- WORK ITEM -
Starting at the line with "Where can the man's hand", retype every remaining line of the records exactly. Do not include pictures.

- RECORDED DATA -
• • •
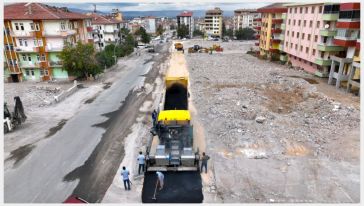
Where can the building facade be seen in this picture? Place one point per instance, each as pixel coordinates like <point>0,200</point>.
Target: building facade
<point>186,19</point>
<point>244,18</point>
<point>35,34</point>
<point>270,30</point>
<point>213,22</point>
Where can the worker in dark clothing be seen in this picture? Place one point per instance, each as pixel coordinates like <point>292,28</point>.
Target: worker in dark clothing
<point>125,175</point>
<point>204,160</point>
<point>141,161</point>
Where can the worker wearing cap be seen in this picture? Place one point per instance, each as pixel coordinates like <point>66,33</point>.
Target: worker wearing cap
<point>160,179</point>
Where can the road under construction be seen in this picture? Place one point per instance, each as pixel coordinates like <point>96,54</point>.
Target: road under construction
<point>172,147</point>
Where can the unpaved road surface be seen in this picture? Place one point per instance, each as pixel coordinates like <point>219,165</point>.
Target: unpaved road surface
<point>273,137</point>
<point>85,152</point>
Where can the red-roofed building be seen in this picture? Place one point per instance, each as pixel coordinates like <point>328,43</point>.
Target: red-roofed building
<point>186,19</point>
<point>35,34</point>
<point>106,30</point>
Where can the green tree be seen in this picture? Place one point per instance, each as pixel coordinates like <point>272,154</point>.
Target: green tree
<point>80,60</point>
<point>245,34</point>
<point>182,31</point>
<point>198,33</point>
<point>160,30</point>
<point>145,37</point>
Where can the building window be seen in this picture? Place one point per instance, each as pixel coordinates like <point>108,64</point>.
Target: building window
<point>37,27</point>
<point>63,25</point>
<point>16,26</point>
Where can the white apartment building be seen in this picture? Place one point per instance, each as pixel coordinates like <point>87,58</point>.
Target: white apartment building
<point>213,22</point>
<point>186,19</point>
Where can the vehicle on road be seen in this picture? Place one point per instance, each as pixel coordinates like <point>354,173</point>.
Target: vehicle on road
<point>13,119</point>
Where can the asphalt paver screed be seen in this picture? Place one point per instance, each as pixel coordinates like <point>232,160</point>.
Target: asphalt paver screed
<point>179,187</point>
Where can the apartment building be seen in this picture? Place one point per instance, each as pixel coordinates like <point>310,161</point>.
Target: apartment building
<point>35,34</point>
<point>213,22</point>
<point>270,30</point>
<point>244,18</point>
<point>106,30</point>
<point>345,66</point>
<point>186,18</point>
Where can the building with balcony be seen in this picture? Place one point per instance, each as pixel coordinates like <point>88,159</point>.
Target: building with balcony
<point>213,22</point>
<point>304,43</point>
<point>345,65</point>
<point>186,18</point>
<point>270,30</point>
<point>35,34</point>
<point>245,18</point>
<point>106,30</point>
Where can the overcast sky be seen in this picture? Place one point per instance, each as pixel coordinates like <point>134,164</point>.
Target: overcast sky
<point>106,7</point>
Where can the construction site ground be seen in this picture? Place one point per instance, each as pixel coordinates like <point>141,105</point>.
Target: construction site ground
<point>274,134</point>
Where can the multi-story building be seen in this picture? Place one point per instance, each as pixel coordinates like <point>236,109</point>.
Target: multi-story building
<point>106,30</point>
<point>186,19</point>
<point>35,34</point>
<point>213,22</point>
<point>244,18</point>
<point>344,66</point>
<point>270,30</point>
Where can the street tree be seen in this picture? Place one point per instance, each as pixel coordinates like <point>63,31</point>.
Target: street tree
<point>80,60</point>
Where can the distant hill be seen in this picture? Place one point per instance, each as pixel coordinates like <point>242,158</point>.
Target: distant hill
<point>164,13</point>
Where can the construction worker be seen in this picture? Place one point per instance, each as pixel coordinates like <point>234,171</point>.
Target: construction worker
<point>141,161</point>
<point>125,174</point>
<point>160,179</point>
<point>154,117</point>
<point>204,160</point>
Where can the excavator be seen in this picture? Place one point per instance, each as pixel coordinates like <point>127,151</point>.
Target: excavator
<point>16,118</point>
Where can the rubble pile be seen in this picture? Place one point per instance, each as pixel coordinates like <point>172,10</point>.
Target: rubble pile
<point>256,109</point>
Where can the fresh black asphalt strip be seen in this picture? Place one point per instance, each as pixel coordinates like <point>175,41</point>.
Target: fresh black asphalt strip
<point>179,187</point>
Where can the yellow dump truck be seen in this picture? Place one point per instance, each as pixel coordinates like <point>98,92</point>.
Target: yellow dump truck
<point>172,146</point>
<point>179,46</point>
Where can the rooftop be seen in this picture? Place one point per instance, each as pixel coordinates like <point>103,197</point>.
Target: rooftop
<point>39,11</point>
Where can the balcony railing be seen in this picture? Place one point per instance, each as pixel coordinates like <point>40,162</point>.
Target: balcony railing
<point>22,33</point>
<point>27,49</point>
<point>55,63</point>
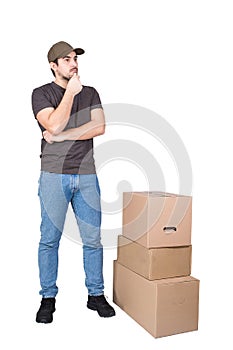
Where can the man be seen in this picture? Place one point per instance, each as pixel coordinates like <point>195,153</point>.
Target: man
<point>69,115</point>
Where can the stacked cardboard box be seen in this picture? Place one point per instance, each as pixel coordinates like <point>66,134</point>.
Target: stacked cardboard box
<point>152,281</point>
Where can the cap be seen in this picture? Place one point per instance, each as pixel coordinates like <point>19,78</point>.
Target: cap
<point>61,49</point>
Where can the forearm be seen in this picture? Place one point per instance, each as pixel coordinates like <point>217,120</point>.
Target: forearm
<point>84,132</point>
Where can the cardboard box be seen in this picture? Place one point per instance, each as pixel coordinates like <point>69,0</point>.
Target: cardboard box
<point>154,263</point>
<point>157,219</point>
<point>162,307</point>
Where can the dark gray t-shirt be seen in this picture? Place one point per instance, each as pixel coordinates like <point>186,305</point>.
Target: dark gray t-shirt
<point>67,157</point>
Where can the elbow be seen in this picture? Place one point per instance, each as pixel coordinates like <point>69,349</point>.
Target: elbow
<point>54,130</point>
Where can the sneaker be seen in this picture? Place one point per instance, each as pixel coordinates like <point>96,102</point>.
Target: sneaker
<point>46,310</point>
<point>100,304</point>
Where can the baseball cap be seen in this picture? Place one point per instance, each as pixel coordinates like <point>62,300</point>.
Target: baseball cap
<point>61,49</point>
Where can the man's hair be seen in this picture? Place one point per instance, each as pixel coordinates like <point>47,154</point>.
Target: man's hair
<point>55,61</point>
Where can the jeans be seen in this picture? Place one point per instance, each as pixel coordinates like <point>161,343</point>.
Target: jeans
<point>56,191</point>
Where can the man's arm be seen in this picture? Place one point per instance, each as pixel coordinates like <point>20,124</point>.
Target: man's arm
<point>94,128</point>
<point>55,120</point>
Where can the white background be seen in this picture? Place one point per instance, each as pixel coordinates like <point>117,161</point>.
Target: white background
<point>173,57</point>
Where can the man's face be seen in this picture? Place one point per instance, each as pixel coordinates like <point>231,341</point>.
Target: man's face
<point>67,66</point>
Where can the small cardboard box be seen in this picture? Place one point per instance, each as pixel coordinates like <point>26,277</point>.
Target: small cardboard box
<point>162,307</point>
<point>157,219</point>
<point>154,263</point>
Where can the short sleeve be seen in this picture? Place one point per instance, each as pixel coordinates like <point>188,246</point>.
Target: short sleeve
<point>95,101</point>
<point>40,101</point>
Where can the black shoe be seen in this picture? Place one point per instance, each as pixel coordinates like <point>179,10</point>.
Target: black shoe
<point>46,310</point>
<point>100,304</point>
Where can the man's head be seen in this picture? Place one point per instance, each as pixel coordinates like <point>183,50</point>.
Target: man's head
<point>62,58</point>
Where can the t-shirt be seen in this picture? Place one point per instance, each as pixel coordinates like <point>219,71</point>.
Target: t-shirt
<point>67,157</point>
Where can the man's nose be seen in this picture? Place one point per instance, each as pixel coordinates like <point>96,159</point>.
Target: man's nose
<point>74,63</point>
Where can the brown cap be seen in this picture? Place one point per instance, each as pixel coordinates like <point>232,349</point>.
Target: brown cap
<point>61,49</point>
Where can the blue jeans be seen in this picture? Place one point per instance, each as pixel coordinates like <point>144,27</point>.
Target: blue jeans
<point>56,191</point>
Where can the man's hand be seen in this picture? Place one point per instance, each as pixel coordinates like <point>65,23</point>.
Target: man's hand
<point>74,85</point>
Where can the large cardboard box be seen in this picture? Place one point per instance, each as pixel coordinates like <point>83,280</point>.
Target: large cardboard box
<point>162,307</point>
<point>154,263</point>
<point>157,219</point>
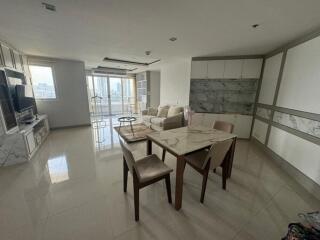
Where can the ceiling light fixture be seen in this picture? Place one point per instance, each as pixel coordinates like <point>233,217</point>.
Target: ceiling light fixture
<point>106,59</point>
<point>117,68</point>
<point>49,6</point>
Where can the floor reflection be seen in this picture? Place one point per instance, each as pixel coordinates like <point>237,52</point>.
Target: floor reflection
<point>58,169</point>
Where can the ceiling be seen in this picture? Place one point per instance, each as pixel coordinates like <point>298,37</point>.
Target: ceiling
<point>91,30</point>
• • •
- SOLUTION TO THIS PROBLEM -
Where can the man's hand be seen in this picture? Place one point per instance, each as pixel coordinates like <point>65,23</point>.
Target: man's hand
<point>74,85</point>
Where can the large cardboard box be seen in this picture? Place one point per instance, each as pixel coordinates like <point>83,280</point>.
Target: large cardboard box
<point>162,307</point>
<point>154,263</point>
<point>157,219</point>
Where can the ceiling light fixture be seen in this picture? Place one point per instance, each as pixel coordinates like <point>233,217</point>.
Target: ceiling light fixture
<point>106,59</point>
<point>117,68</point>
<point>49,6</point>
Where can the floor reflection be seen in this picture? Place one point per instance, each as pixel coordinates like <point>237,52</point>.
Target: floor reflection
<point>58,169</point>
Where can the ceiling be seen in this picture? Place one point per instance, each as pixel coordinates like <point>298,37</point>.
Target: ceiling
<point>91,30</point>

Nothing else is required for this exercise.